### What you are asked to do
Among the entries below, one stretch runs from the line that contains "flag in the photo above." through the line that contains "officer in the photo above.". Repeat that stretch exactly, ends included, and only that.

### Data for processing
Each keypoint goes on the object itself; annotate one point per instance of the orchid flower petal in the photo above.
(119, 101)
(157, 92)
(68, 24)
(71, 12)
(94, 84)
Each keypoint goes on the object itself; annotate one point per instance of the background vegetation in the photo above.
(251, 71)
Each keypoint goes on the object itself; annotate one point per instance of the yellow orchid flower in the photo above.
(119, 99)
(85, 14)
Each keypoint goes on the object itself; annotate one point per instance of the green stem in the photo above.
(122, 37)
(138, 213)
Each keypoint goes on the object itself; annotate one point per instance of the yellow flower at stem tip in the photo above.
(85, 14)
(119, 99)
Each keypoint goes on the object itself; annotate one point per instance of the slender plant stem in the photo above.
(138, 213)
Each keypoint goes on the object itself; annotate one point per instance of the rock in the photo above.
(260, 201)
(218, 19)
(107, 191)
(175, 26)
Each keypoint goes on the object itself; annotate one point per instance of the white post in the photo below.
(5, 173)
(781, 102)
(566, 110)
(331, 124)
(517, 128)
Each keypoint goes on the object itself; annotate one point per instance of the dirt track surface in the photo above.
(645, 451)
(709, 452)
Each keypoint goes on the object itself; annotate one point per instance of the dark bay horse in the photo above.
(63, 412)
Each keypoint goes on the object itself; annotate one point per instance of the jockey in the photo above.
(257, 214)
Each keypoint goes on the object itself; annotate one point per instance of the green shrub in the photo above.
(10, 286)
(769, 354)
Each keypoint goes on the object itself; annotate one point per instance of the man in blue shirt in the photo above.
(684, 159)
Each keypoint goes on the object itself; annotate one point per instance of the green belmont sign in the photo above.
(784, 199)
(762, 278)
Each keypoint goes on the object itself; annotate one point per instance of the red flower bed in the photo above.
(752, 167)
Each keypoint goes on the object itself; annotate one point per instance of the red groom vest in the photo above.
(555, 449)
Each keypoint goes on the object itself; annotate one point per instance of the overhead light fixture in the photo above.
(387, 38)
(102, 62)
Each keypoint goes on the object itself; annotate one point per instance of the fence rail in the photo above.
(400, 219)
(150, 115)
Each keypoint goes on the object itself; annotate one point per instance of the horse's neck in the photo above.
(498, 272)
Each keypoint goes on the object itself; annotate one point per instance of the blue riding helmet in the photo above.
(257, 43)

---

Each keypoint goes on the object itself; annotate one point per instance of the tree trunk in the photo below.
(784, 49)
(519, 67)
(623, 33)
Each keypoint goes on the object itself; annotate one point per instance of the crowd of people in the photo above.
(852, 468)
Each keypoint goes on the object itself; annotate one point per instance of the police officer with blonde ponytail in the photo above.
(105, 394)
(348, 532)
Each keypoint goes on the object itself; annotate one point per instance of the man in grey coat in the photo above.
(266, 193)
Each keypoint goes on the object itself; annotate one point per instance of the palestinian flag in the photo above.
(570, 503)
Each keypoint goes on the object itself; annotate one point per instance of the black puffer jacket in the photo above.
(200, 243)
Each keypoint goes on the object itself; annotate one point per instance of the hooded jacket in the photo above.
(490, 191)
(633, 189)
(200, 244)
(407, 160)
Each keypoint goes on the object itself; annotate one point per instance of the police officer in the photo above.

### Result of the exercise
Each keypoint goes on the object itself; annotate one point per instance of the palestinian flag in the photo above.
(570, 503)
Each keypoint goes on the object itself; annotate one point per instance of the black puffer jacket in the photo above.
(200, 243)
Each keypoint goes on the object itself; annotate one point per instance of the hooded jacket in the photo above.
(490, 191)
(633, 189)
(200, 244)
(407, 160)
Each keypoint goes on the object itself; annotate one point per instance of the police officer in the photo above.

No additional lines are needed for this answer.